## DATA SECTION:
.....
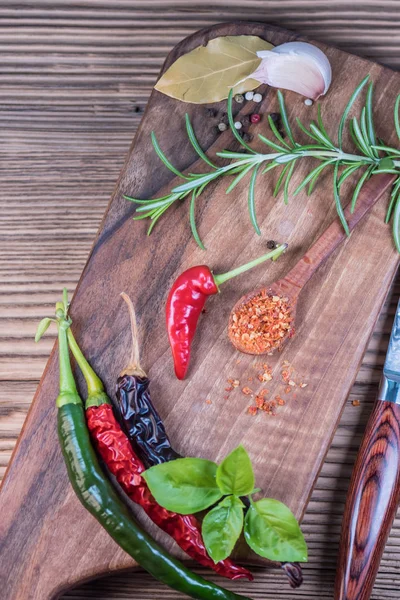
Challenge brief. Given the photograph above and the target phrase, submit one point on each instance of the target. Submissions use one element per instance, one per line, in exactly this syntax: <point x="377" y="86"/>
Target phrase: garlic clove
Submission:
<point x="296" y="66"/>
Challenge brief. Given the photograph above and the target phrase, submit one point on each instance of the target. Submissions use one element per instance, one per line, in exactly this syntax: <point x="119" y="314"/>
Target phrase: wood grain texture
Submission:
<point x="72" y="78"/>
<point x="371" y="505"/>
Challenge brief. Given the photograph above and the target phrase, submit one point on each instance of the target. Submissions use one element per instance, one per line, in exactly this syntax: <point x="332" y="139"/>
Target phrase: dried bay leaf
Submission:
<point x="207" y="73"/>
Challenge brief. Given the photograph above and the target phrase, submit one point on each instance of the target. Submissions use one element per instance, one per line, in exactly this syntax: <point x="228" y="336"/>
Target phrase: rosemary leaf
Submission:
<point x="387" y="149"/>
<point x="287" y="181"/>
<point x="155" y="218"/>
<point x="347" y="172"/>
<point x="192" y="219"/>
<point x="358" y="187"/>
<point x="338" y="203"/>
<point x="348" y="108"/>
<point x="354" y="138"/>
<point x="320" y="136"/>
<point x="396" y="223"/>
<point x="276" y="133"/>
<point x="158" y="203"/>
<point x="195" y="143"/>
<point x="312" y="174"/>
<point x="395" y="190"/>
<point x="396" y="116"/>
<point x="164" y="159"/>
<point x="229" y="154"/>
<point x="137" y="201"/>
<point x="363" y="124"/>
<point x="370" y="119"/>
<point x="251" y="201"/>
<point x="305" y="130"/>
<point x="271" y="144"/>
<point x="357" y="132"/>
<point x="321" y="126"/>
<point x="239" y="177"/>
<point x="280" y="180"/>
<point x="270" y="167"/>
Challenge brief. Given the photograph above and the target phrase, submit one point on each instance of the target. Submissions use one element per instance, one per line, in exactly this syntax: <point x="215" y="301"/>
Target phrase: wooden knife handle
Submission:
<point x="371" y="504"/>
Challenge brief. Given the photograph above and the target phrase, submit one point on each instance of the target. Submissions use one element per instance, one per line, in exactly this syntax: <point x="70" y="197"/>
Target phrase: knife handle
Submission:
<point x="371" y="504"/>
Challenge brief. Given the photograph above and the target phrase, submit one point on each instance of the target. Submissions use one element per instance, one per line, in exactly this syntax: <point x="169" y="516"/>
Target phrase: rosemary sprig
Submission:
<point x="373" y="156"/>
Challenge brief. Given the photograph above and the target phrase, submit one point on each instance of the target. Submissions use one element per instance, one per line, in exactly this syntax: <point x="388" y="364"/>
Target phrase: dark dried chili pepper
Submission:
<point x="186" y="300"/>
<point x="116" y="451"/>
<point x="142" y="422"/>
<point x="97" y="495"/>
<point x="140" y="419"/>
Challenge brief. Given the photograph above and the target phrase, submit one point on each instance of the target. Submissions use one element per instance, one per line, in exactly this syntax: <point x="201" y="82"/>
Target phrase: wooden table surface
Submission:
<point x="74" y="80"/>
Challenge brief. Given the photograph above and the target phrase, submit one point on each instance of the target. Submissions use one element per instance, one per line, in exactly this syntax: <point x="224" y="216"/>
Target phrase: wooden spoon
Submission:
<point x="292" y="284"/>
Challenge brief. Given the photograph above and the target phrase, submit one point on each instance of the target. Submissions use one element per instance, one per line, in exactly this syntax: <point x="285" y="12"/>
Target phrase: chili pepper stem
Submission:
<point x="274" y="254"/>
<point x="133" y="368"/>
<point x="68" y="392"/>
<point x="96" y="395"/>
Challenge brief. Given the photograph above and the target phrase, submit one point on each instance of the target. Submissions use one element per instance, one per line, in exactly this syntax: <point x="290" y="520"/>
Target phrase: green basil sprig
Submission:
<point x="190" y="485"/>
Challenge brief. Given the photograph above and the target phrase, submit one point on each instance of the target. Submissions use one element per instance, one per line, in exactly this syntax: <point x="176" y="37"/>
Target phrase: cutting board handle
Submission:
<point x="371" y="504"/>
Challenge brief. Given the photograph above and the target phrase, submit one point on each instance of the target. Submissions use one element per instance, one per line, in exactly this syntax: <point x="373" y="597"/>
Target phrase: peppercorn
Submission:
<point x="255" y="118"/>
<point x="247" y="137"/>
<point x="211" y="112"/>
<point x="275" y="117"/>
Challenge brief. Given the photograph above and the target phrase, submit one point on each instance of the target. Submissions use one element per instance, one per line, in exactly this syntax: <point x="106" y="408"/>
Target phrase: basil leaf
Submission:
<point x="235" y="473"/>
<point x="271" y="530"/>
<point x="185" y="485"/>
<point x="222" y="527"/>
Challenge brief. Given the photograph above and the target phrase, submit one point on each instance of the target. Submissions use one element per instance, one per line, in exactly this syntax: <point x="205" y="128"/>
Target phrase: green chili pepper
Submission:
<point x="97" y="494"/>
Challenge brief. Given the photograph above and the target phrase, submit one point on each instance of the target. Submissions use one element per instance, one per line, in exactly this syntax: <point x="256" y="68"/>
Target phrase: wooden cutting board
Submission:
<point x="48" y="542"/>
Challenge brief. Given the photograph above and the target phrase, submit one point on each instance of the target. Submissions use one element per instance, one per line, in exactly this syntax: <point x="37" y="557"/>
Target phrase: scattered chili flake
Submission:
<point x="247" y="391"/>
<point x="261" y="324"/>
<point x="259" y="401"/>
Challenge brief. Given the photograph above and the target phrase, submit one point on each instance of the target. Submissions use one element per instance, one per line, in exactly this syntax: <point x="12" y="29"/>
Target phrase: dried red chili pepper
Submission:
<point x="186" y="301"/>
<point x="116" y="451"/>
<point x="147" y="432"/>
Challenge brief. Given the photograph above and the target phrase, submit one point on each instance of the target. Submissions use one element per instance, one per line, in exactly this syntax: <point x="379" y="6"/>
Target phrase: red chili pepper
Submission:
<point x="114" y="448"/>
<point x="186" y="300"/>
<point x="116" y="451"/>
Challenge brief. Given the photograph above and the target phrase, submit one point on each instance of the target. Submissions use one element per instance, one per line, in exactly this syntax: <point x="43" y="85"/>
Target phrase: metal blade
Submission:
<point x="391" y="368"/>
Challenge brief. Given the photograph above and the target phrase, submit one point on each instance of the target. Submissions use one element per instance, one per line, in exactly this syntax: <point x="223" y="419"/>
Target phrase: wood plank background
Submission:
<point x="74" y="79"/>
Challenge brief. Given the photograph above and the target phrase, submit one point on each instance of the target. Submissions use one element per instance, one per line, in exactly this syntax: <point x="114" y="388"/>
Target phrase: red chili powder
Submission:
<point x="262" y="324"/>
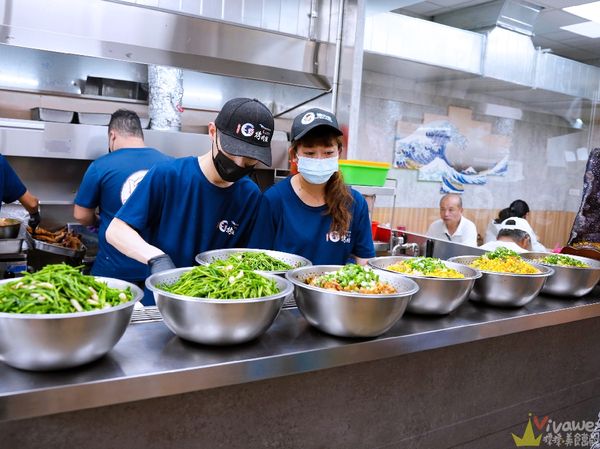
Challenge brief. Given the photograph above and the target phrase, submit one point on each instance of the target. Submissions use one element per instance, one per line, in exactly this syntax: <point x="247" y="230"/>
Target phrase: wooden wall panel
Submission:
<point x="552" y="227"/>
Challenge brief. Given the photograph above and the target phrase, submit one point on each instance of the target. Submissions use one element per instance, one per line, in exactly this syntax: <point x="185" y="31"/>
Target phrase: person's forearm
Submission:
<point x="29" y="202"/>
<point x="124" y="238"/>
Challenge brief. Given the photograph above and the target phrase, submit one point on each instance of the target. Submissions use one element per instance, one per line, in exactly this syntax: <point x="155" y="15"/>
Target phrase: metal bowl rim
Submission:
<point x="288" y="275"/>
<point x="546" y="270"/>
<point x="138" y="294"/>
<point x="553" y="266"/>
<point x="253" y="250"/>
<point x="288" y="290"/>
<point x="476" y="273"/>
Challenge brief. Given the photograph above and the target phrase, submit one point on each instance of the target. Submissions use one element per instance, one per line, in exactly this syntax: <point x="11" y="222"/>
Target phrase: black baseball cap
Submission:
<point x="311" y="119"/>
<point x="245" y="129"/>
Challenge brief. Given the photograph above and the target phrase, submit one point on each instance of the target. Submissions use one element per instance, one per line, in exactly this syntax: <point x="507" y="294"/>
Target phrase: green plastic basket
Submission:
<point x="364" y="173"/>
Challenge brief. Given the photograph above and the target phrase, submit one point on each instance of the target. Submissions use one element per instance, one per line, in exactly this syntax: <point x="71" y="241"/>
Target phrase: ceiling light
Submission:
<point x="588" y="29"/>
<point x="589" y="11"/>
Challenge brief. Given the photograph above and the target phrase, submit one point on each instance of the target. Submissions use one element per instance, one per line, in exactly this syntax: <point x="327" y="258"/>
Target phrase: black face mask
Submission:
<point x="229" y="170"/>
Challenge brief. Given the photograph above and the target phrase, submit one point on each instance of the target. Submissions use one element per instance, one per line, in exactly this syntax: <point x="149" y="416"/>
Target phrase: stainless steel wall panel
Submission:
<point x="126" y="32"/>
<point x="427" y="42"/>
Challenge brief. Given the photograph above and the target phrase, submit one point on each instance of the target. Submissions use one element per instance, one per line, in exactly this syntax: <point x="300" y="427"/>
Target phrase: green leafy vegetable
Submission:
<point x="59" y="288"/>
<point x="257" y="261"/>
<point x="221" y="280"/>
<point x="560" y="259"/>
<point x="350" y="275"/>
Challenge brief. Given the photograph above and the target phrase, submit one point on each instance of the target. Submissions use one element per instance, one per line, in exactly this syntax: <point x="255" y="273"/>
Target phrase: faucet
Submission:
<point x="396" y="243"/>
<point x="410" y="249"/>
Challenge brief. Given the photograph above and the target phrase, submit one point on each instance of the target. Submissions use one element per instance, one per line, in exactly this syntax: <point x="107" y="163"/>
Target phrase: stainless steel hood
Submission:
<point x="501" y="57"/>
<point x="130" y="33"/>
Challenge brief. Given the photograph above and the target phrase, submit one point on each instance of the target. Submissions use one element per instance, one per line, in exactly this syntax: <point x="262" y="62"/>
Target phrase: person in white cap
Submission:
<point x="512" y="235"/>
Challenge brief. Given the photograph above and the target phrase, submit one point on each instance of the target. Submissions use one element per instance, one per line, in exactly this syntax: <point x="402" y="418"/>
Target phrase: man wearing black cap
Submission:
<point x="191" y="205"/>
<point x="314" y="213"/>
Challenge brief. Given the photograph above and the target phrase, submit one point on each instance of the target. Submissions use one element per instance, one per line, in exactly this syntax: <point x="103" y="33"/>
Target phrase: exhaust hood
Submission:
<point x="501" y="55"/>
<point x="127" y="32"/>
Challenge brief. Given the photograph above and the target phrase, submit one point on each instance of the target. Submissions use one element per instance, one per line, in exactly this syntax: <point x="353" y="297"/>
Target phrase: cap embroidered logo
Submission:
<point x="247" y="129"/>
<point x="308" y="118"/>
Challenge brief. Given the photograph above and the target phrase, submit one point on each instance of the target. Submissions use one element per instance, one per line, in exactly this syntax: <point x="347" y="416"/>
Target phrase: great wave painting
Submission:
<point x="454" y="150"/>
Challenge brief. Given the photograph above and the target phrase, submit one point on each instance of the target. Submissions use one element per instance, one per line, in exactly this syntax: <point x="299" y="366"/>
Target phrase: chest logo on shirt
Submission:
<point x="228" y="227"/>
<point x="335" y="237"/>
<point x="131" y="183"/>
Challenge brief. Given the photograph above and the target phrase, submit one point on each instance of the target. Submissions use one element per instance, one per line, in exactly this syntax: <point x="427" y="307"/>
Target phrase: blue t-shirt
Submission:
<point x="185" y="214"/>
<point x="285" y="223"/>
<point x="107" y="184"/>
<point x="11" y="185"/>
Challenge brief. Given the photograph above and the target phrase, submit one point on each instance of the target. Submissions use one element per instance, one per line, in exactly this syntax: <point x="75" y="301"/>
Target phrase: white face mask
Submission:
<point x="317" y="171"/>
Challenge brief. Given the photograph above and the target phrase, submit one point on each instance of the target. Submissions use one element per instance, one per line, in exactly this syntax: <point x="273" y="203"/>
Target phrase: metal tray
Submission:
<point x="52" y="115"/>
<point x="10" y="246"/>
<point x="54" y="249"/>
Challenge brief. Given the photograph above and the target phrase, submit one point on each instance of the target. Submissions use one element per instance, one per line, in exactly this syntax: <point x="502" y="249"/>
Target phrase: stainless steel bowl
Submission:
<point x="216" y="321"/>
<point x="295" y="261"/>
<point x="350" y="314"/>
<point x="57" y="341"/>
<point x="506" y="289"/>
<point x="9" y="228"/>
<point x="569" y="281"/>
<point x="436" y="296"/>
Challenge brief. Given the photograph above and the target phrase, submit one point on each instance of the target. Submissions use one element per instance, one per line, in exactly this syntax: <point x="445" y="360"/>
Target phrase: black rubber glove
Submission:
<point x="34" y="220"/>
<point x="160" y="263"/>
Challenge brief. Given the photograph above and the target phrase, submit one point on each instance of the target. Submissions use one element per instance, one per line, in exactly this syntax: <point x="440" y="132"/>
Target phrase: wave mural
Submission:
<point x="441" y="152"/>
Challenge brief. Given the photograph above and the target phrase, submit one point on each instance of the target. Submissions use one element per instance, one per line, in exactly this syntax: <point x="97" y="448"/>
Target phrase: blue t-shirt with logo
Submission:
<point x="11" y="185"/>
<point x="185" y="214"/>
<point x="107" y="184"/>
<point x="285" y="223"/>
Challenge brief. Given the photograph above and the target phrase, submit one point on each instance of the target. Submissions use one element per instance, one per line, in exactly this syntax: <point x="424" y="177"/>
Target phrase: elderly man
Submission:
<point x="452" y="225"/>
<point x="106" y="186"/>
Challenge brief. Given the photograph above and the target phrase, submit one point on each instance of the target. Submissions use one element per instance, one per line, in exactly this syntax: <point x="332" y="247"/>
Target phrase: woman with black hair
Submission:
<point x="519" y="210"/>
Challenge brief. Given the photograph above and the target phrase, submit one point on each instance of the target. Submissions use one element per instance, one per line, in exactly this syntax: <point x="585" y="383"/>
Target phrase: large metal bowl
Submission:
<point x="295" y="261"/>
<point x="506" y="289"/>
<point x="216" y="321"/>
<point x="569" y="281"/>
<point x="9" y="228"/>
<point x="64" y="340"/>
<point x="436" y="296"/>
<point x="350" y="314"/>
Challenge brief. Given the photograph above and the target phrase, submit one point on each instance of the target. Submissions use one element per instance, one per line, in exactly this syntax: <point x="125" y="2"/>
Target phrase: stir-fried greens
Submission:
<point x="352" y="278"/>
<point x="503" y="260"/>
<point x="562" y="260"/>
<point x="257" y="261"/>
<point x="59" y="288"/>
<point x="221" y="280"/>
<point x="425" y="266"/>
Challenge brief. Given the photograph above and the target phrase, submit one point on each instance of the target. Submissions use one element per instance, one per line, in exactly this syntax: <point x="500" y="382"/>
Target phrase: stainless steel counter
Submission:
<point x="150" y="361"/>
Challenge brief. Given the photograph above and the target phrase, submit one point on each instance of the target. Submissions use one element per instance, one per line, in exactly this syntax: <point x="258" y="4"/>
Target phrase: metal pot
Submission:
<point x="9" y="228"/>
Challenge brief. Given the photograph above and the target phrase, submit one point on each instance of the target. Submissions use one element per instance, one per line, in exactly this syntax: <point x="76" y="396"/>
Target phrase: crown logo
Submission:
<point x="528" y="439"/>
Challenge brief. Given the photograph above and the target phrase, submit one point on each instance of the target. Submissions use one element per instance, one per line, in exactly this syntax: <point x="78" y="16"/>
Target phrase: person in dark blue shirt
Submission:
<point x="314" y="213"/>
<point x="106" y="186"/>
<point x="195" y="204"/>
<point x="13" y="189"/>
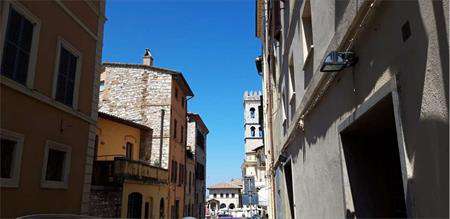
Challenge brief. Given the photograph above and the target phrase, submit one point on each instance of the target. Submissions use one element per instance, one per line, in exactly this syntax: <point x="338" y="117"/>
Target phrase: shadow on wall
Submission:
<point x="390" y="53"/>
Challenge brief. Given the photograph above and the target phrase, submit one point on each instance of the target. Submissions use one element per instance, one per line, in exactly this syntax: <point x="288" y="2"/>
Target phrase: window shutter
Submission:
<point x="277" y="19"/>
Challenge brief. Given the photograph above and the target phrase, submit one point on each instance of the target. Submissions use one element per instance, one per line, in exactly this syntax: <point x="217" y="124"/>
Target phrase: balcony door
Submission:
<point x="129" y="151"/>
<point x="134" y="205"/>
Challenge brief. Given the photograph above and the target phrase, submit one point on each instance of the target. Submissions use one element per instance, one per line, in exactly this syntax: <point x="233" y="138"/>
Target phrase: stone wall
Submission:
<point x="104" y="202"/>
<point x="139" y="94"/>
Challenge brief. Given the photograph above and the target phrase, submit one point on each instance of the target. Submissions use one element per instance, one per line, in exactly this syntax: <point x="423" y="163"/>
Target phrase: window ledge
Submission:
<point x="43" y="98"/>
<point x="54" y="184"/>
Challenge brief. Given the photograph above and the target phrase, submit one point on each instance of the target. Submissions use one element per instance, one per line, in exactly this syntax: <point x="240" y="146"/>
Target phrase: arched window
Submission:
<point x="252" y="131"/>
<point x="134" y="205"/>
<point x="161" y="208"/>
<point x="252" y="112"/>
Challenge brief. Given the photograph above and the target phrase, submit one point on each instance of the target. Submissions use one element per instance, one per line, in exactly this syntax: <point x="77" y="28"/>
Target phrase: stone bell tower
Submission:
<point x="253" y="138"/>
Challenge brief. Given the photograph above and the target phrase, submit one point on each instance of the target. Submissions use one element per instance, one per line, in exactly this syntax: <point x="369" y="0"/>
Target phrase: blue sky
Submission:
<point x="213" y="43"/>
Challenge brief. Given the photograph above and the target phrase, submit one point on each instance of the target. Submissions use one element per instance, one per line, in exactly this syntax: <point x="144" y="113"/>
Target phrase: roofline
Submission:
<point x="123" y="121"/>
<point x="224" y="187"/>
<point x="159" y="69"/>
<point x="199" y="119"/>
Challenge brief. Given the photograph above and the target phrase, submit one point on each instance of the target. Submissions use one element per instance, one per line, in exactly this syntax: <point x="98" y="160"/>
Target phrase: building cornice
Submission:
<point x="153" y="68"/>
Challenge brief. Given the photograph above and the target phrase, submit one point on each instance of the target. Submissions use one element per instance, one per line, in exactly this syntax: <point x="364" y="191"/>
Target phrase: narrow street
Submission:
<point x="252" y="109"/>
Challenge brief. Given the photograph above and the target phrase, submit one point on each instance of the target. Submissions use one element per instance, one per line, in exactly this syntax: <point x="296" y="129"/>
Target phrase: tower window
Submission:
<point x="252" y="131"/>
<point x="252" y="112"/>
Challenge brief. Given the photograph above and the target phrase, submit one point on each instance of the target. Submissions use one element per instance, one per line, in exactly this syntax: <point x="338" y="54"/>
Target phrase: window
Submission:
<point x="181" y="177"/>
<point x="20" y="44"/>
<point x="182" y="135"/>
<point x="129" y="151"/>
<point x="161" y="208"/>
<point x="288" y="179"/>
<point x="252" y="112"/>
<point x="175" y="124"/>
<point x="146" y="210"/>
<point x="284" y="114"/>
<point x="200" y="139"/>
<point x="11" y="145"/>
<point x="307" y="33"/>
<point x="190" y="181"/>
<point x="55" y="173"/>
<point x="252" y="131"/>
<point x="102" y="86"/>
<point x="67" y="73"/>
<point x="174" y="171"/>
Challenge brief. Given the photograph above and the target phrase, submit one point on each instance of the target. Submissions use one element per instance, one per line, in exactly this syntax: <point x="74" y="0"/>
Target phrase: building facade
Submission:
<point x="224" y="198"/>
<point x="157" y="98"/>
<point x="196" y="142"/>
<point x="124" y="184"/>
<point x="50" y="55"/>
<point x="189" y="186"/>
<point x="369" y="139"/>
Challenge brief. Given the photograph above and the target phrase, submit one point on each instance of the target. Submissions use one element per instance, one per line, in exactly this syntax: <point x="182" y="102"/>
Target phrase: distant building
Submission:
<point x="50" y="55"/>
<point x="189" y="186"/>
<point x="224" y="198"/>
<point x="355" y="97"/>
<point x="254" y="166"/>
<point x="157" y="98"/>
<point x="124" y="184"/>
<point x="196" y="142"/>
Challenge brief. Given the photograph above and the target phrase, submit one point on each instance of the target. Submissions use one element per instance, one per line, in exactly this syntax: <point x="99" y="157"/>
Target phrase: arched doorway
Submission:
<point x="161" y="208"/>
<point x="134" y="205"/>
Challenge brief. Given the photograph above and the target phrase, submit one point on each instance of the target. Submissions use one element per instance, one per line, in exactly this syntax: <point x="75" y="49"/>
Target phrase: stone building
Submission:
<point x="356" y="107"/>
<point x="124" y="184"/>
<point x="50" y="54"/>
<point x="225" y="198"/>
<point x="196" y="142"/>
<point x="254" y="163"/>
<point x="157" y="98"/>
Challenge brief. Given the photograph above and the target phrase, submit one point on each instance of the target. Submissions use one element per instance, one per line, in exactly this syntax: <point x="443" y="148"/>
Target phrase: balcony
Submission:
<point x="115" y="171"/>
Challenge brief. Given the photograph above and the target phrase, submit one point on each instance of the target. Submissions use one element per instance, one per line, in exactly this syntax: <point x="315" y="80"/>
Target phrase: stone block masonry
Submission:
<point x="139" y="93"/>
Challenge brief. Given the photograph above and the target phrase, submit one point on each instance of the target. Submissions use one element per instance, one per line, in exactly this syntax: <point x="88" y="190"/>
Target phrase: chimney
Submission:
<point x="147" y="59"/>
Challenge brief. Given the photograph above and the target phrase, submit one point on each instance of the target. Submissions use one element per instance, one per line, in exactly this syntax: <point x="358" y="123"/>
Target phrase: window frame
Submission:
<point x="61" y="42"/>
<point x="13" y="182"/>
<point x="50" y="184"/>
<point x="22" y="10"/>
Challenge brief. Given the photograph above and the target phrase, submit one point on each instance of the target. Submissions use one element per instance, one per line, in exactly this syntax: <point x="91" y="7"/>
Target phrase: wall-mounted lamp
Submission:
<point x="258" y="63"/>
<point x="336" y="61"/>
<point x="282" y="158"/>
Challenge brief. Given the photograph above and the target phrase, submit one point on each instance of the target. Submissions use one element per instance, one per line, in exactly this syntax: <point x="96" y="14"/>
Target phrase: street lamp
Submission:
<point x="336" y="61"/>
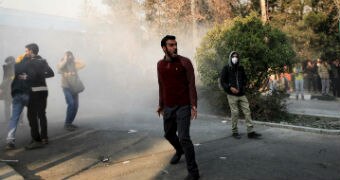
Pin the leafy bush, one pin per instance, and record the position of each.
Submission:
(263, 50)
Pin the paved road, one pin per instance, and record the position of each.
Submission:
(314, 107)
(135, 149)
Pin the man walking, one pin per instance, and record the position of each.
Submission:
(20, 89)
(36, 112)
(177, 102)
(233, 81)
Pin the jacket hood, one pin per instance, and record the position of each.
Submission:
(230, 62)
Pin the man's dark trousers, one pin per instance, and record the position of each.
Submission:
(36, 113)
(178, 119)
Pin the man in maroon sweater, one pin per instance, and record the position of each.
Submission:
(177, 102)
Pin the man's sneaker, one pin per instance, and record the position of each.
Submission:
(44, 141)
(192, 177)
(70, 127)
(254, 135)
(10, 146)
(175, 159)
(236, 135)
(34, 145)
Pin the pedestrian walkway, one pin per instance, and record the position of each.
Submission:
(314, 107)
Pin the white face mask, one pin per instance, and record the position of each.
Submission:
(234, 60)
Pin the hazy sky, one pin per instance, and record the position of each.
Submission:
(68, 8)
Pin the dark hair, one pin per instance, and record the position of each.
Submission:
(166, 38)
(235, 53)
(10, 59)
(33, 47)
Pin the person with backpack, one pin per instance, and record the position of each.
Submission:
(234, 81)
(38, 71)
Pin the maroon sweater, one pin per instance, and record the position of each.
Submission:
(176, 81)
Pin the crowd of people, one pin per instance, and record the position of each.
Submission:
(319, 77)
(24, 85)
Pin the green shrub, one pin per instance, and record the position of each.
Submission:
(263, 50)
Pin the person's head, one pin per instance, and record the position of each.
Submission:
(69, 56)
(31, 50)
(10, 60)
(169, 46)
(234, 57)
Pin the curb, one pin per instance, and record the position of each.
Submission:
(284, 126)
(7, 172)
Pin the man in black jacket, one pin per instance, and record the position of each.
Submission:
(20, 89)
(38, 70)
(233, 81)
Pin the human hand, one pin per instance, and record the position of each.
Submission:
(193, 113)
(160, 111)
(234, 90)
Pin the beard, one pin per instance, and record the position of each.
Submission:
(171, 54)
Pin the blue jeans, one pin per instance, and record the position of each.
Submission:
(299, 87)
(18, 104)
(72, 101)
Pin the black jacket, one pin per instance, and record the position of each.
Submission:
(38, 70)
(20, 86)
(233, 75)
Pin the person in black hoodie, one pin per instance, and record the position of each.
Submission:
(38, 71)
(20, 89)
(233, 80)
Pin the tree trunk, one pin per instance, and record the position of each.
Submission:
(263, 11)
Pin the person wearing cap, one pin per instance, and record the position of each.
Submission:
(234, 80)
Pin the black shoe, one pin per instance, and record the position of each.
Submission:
.....
## WORK REQUEST:
Reproduce the data above exactly, but only from the line containing "Target phrase: person in dark blue shirt" through the line containing "Target phrase: arched window"; skip the pictures.

## TASK OUTPUT:
Target phrase: person in dark blue shirt
Submission:
<point x="314" y="213"/>
<point x="106" y="186"/>
<point x="195" y="204"/>
<point x="13" y="189"/>
Challenge brief. Given the photograph above and the target phrase, submit one point on each instance of the target. Submissions use one element per instance, one per line, in exactly this syntax: <point x="338" y="117"/>
Target phrase: shadow on wall
Submission:
<point x="390" y="53"/>
Challenge brief. Given the photograph above and the target phrase, submit one point on each instance of the target. Submissions use one element per instance, one per line, in exactly this syntax: <point x="288" y="2"/>
Target phrase: window shutter
Submission:
<point x="277" y="19"/>
Challenge brief. Given the photograph above and the target phrase, submit one point on each instance of the target. Submissions use one element per instance, one per line, in exactly this syntax: <point x="217" y="124"/>
Target phrase: balcony door
Submission:
<point x="129" y="151"/>
<point x="134" y="205"/>
Challenge brief. Given the photograph above and the target phrase, submit one point on each instance of the target. Submissions use one element per instance, one per line, in exactly this syntax: <point x="233" y="138"/>
Target phrase: stone wall
Submission:
<point x="104" y="202"/>
<point x="139" y="94"/>
Challenge brief. Given the photograph above and the target phrase, submit one point on each instance of the target. Submissions use one element per instance, one per line, in exactly this syntax: <point x="423" y="163"/>
Target phrase: window ledge
Submission:
<point x="43" y="98"/>
<point x="54" y="184"/>
Challenge brief. Given the photograph above and the target phrase, submit one point on each instance of the target. Submissions use one element per instance, one per line, in exactly this syntax: <point x="240" y="146"/>
Target phrase: arched window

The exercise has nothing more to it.